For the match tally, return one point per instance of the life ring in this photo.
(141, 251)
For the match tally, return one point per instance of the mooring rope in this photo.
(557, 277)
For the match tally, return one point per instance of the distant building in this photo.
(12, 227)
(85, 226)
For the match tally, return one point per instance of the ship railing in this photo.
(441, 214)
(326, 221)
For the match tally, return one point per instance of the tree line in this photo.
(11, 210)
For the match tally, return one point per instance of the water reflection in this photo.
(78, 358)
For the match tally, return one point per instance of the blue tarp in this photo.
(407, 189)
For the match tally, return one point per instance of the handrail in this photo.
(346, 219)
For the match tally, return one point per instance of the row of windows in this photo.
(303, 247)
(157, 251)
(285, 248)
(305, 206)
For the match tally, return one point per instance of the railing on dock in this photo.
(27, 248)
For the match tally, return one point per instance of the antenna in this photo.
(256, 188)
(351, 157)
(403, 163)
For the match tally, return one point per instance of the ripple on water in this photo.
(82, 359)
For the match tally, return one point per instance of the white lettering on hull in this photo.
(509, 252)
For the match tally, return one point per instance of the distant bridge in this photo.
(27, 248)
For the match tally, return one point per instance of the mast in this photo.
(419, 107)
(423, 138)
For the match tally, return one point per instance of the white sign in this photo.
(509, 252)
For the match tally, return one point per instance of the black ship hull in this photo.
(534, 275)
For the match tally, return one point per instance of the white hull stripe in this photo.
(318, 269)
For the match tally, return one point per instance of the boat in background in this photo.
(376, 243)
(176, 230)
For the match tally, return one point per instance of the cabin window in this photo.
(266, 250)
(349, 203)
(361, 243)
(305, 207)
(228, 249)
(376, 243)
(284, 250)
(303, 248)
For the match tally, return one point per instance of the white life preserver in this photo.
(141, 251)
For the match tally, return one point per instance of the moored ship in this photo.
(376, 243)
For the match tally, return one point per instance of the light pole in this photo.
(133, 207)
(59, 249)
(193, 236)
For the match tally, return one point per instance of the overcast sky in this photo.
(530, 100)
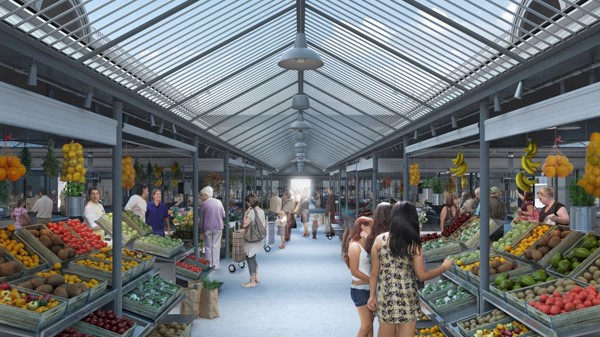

## TASK
Can you repeat all of the material above word for word, line by line? Leave the picture out of your answer.

## WORKED ANSWER
For the match tally, return one point per instance of the life ring in this photo.
(141, 251)
For the match tally, return one point per instance of the mooring rope in this photo.
(557, 277)
For the match tally, return one point per instance of the distant building in this photo.
(12, 227)
(85, 226)
For the match tally, return one point per instance of the ship railing in this photo.
(441, 214)
(326, 221)
For the match tally, return one point per instance of the tree line in this photo.
(11, 210)
For the match tally, return one point per instance of the water reflection in this photo.
(78, 358)
For the match tally, return one point per instance of the blue tarp in this photo.
(407, 189)
For the match tally, return one point per instance of the handrail in this photo.
(346, 219)
For the match tally, return one point per instance of the row of windows in this photo.
(303, 247)
(157, 251)
(285, 248)
(305, 206)
For the match tally, return one point per instance of the railing on dock in this photo.
(27, 248)
For the match tally, return one point per instance of the antenna in this photo.
(256, 188)
(351, 157)
(403, 163)
For the match tally, return one point per instance of the ripple on water in this photo.
(82, 359)
For the match tally, return one point per instance of the white lettering on hull in this photo.
(509, 252)
For the match tally, return one point per instance of the distant bridge in this photo.
(27, 248)
For the match tally, return one point per instance of the mast in this photo.
(419, 107)
(423, 138)
For the match tally, return one point per instance of the white sign in this photo.
(509, 252)
For the match tally, return one point per instance of the black ship hull in this photo.
(534, 275)
For the match tally, return one point per instance of the white hull stripe in this photo.
(318, 269)
For the match tally, return one point per instance of the boat in background in this photo.
(376, 243)
(176, 230)
For the match tally, return one point per instance of the cabin window in this photo.
(266, 250)
(349, 203)
(361, 243)
(305, 207)
(228, 249)
(376, 243)
(284, 250)
(303, 248)
For the match tally, return one point per instance of the white life preserver in this photo.
(141, 251)
For the match tally, return one point per instance of the moored ship in this photo.
(376, 243)
For the match tally, return one point per instance of the light pole in this photo.
(133, 207)
(59, 249)
(193, 236)
For the match tally, return one point per instance of the overcast sky in this photo.
(530, 100)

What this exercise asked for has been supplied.